Point annotation dataset records:
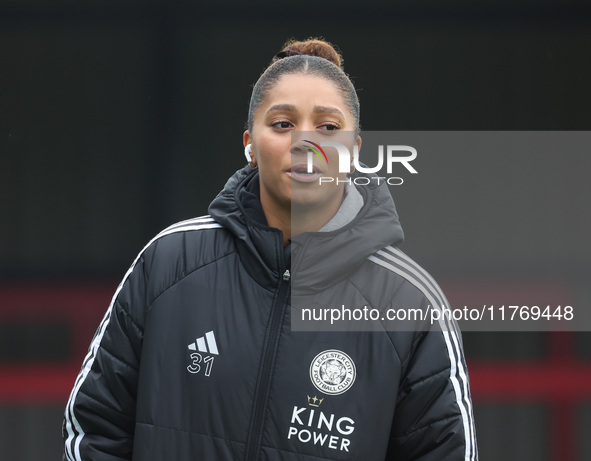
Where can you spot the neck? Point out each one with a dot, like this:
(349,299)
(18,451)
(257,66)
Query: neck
(294,220)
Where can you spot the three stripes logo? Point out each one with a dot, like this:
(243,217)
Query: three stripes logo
(206,344)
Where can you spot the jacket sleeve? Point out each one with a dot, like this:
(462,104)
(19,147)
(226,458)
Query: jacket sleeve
(433,419)
(100,415)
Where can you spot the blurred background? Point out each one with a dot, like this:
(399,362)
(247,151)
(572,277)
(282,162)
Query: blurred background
(117,120)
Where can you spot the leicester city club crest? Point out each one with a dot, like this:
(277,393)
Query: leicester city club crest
(332,372)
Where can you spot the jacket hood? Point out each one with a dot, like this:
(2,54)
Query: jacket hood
(318,259)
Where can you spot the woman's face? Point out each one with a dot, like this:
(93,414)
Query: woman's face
(314,105)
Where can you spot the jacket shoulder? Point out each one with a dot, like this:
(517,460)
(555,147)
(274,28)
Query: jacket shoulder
(181,249)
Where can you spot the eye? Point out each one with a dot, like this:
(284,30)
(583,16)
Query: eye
(283,124)
(330,127)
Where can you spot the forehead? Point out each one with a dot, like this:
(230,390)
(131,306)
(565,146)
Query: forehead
(303,89)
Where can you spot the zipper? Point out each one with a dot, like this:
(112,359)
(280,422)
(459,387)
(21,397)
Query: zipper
(262,392)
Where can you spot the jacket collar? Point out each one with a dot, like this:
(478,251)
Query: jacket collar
(318,259)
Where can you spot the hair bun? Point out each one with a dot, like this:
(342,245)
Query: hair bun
(311,47)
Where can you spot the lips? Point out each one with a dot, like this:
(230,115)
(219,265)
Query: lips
(299,172)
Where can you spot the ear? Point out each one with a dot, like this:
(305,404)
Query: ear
(246,138)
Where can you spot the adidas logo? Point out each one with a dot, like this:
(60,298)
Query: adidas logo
(205,344)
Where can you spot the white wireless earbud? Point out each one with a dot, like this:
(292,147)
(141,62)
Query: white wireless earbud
(247,153)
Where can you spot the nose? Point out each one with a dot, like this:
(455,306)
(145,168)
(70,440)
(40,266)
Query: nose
(299,147)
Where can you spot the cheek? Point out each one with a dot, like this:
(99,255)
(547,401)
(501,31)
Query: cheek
(272,151)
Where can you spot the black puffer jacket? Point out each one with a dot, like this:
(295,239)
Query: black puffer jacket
(196,358)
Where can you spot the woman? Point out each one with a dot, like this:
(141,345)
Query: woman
(196,358)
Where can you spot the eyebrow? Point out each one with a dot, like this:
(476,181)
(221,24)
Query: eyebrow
(317,109)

▶ Task statement: Quote the listing above in full, except for the pictures.

▶ Right answer:
Where can you spot the neck? Point out each one with a dot, like this:
(349,299)
(18,451)
(257,66)
Query: neck
(294,220)
Where can you spot the three stripes logo? Point out each one with a dot, like this:
(243,217)
Query: three stripes logo
(206,344)
Where can you spot the jacket sleeve? Point out each one with a dot, like this:
(462,104)
(19,147)
(226,458)
Query: jacket sleeve
(433,419)
(100,415)
Where can you spot the blurred background? Point out each one with a dot, like this:
(399,362)
(247,151)
(572,277)
(282,162)
Query: blurred background
(117,120)
Where can you spot the leicester city club crest? Point out each one with a dot, like this:
(277,393)
Query: leicester city club crest
(332,372)
Where can you spot the jacket hood? Point out each one with a dot, like this:
(2,54)
Query: jacket hood
(318,259)
Where can you spot the woman's face? Point out each one with a dot, like this:
(93,414)
Query: woman's face
(314,105)
Where can you spot the jacket shoulder? Point out each one with a dot, like this:
(517,460)
(555,147)
(274,28)
Query: jacket shoulder
(181,249)
Where can you spot the eye? Point out each one with a dot, like this:
(284,30)
(583,16)
Query: eye
(283,124)
(330,127)
Where can you spot the forehead? Point out each one with a dot, like this:
(230,390)
(131,306)
(565,146)
Query: forehead
(303,89)
Where can you spot the zipper? Point out each one with a dot, like this:
(112,359)
(280,422)
(459,387)
(21,397)
Query: zipper
(262,392)
Where can you spot the jacket collar? Point out each one with a dot, like this:
(478,251)
Query: jacket collar
(318,259)
Where can you spot the hair bun? Point out each one with a dot, like this:
(342,245)
Query: hair bun
(311,47)
Where can you spot the lips? Point out each one with a dot, like this:
(230,115)
(219,265)
Query: lips
(299,172)
Where can you spot the ear? Point out each one with a dot, like this:
(305,404)
Query: ear
(246,138)
Where can you spot the adidas logo? Point out each one with a dot, like this:
(60,298)
Query: adidas logo
(205,344)
Where can you spot the white wireless earbud? Point out each one with a dot, like this:
(292,147)
(141,62)
Query: white wireless earbud
(247,153)
Where can you spot the nose? Point out each one with a dot, like this:
(455,306)
(145,168)
(70,440)
(40,266)
Query: nose
(299,147)
Where can you spot the cheek? Point out each one with a dot, like this:
(99,255)
(547,401)
(501,31)
Query: cheek
(272,151)
Where can you spot the black puffer jacket? Point out each one with a dot, like this:
(295,239)
Query: black puffer jacket
(196,358)
Where can you spot the woman? Point out each one with a dot, like this:
(141,345)
Query: woman
(196,358)
Where can you spot the eyebrow? Point out each one with a dot, like this:
(476,181)
(221,24)
Query: eyebrow
(317,109)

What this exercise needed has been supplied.